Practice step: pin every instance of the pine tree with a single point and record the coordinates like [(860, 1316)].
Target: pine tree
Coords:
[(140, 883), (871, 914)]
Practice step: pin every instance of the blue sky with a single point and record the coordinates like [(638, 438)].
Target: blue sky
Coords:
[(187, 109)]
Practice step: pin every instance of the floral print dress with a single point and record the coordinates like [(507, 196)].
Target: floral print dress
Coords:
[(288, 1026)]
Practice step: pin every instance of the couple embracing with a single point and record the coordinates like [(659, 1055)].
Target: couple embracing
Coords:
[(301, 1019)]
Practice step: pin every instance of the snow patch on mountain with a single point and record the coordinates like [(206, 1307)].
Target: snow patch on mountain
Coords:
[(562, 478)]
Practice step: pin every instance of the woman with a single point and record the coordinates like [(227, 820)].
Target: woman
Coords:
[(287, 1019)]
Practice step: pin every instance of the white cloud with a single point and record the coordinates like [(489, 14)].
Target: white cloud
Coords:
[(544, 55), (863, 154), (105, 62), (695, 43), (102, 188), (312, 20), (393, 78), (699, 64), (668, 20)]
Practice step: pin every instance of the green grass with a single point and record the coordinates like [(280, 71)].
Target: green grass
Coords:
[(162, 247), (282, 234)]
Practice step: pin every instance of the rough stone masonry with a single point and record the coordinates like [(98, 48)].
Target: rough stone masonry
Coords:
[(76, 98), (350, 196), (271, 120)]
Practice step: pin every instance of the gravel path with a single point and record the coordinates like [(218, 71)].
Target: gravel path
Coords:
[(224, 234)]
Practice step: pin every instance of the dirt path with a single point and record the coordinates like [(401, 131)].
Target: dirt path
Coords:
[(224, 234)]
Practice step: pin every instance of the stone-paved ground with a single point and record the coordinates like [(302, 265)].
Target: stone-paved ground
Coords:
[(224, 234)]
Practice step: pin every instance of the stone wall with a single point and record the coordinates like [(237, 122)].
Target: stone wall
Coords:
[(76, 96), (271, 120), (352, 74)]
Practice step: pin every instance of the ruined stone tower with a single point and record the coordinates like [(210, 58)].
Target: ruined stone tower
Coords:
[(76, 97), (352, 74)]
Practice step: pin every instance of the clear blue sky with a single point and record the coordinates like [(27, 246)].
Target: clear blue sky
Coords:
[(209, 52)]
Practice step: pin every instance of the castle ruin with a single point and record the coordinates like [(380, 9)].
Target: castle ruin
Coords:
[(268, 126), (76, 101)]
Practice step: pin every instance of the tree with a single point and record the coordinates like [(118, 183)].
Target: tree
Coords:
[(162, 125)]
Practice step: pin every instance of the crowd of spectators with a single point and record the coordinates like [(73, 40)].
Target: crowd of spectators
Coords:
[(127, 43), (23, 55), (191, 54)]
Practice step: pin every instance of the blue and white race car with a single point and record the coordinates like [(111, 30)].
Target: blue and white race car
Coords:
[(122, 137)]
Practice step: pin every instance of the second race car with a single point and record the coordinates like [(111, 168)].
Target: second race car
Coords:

__________

Write out again every line from the one containing "Practice step: pin every instance of the crowd" through the end of the records, inclusive, keeping the requests too. Multiply each coordinate in the answers by 1.3 and round to whole numbers, halves up, but leave the numbers in the requests and their sample formats unchanged.

Practice step: pin every instance of the crowd of spectators with a single point and record the coordinates like [(73, 40)].
Target: crowd of spectators
Coords:
[(165, 56), (30, 72), (248, 70)]
Practice step: pin every instance of the blue and white race car with a single point and record the coordinates like [(111, 30)].
Target: blue and white race car
Coords:
[(159, 178)]
Practice step: pin every instance of the second race car with a single point and record the coordinates like [(111, 168)].
Target: second race car
Coords:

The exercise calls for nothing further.